A neglected British modernist writer is resurrected in exhaustive personal detail but only partly convincing critical measure. Between the world wars, Mary Butts (18901937) wrote several esteemed works that influenced and reflected the preferences of the age, including historical fiction (Scenes from the Life of Cleopatra) and contemporary novels (The Death of Felicity Tavernier), memoir (The Crystal Cabinet), short stories, and criticism. To better understand her ``progress and achievements,'' British writer Blondel, in her first biography, takes a chronological approach and makes liberal use of Butts's diaries, which provide a centerpiece for this narrative. Revealing even more than Butts's artistic development, the chronology provides a fine composite view of a talented, manipulative, self-involved, complicated woman. She was devoted to her art, reading constantly and writing regularly; but such devotion meant she left her daughter's upbringing to others and antagonized friends and relatives with cries for money. Of a wide, odd mind, she was a student of classical history but equally interested in magic and the supernatural and finally embraced Catholicism. She overused alcohol and at points was addicted to opiates. At her death in 1937 at age 46, Butts was still important: Faber editor T.S. Eliot expressed interest in publishing a volume of her short stories. Yet now she is a literary afterthought. Why she slipped from the modernist circle- -premature death, embrace of religion, literary fashion—does not occupy Blondel, and the matter wouldn't stick if she more satisfyingly illuminated Butts's talents. Her analyses of those talents are informative (e.g., showing her use of metaphor and her sense of place), but they often do not reveal what distinguishes them as enduring. That reviewers of the day compared her work to Joyce's and Eliot's is not enough. As a sole gateway to a lost writer, this is significant for students of British modernist writing; but only more critical dialogue could establish her place in the canon. (32 photos, not seen)

--------------------------------------------------

## Task statement:
Reproduce the review of the Mary Butts biography word for word, from beginning to end. The entries that come next have no connection to the review of the Mary Butts biography.

--------------------------------------------------

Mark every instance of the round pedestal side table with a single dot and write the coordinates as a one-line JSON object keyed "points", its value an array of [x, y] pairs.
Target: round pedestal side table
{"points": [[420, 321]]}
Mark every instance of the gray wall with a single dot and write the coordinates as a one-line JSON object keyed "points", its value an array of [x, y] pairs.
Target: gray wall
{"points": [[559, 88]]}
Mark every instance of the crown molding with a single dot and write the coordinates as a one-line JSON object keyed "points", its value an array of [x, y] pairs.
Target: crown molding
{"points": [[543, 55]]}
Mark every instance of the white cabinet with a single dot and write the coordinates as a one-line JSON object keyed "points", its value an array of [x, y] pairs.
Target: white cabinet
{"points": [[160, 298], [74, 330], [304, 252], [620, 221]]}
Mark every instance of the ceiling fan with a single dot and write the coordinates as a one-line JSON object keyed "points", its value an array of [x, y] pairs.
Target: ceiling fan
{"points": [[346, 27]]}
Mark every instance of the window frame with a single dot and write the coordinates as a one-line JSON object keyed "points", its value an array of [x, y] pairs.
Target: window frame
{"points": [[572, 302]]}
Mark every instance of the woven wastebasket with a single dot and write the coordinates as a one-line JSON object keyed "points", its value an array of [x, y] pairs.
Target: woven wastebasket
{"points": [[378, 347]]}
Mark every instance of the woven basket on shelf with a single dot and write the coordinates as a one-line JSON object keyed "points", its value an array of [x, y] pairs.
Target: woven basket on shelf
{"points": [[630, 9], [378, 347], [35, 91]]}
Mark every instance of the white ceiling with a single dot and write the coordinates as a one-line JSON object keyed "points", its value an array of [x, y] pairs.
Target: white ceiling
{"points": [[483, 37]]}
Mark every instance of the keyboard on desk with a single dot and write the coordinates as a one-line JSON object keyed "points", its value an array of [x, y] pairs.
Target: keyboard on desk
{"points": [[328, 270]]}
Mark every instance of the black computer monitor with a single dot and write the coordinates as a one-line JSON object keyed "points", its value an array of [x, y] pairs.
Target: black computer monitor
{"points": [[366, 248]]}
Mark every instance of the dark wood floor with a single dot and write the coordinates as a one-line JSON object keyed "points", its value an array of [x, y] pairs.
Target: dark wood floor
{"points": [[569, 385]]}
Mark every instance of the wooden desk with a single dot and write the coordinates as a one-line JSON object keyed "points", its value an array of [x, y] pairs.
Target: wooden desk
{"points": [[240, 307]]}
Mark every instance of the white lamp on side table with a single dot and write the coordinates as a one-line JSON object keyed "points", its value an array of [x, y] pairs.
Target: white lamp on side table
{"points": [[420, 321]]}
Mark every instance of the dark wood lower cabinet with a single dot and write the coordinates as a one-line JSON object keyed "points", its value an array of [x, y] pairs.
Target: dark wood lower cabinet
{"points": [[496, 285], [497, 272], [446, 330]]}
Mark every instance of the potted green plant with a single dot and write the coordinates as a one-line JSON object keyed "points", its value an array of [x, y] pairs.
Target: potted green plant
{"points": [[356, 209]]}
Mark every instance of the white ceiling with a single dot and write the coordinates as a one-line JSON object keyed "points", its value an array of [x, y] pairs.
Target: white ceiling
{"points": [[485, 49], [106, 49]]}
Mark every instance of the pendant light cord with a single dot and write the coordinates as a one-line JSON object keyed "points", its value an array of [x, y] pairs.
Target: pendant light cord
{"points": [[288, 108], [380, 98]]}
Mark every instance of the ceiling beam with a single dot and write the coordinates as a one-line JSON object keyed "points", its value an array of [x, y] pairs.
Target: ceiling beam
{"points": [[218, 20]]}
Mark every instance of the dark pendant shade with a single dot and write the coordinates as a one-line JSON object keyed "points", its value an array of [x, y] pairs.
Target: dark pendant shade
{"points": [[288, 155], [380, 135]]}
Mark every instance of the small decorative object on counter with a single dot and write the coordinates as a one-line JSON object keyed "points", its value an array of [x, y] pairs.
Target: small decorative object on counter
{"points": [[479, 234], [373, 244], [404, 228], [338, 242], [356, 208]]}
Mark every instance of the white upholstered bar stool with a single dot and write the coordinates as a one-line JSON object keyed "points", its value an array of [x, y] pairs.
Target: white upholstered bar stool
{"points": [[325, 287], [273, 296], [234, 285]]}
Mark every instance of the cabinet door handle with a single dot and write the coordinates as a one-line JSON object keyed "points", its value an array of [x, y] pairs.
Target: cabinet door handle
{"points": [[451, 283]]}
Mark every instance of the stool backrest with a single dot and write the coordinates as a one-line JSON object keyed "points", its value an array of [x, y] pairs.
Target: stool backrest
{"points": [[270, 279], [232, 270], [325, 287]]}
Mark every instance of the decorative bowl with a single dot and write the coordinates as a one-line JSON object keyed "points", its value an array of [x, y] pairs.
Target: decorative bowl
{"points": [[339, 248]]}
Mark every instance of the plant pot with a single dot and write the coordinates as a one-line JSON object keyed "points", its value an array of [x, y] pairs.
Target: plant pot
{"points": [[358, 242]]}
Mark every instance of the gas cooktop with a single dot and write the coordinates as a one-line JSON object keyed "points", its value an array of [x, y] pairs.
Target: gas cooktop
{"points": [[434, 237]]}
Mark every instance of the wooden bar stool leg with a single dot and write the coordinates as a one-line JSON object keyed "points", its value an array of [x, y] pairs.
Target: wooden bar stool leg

--------------------------------------------------

## Problem solution:
A neglected British modernist writer is resurrected in exhaustive personal detail but only partly convincing critical measure. Between the world wars, Mary Butts (18901937) wrote several esteemed works that influenced and reflected the preferences of the age, including historical fiction (Scenes from the Life of Cleopatra) and contemporary novels (The Death of Felicity Tavernier), memoir (The Crystal Cabinet), short stories, and criticism. To better understand her ``progress and achievements,'' British writer Blondel, in her first biography, takes a chronological approach and makes liberal use of Butts's diaries, which provide a centerpiece for this narrative. Revealing even more than Butts's artistic development, the chronology provides a fine composite view of a talented, manipulative, self-involved, complicated woman. She was devoted to her art, reading constantly and writing regularly; but such devotion meant she left her daughter's upbringing to others and antagonized friends and relatives with cries for money. Of a wide, odd mind, she was a student of classical history but equally interested in magic and the supernatural and finally embraced Catholicism. She overused alcohol and at points was addicted to opiates. At her death in 1937 at age 46, Butts was still important: Faber editor T.S. Eliot expressed interest in publishing a volume of her short stories. Yet now she is a literary afterthought. Why she slipped from the modernist circle- -premature death, embrace of religion, literary fashion—does not occupy Blondel, and the matter wouldn't stick if she more satisfyingly illuminated Butts's talents. Her analyses of those talents are informative (e.g., showing her use of metaphor and her sense of place), but they often do not reveal what distinguishes them as enduring. That reviewers of the day compared her work to Joyce's and Eliot's is not enough. As a sole gateway to a lost writer, this is significant for students of British modernist writing; but only more critical dialogue could establish her place in the canon. (32 photos, not seen)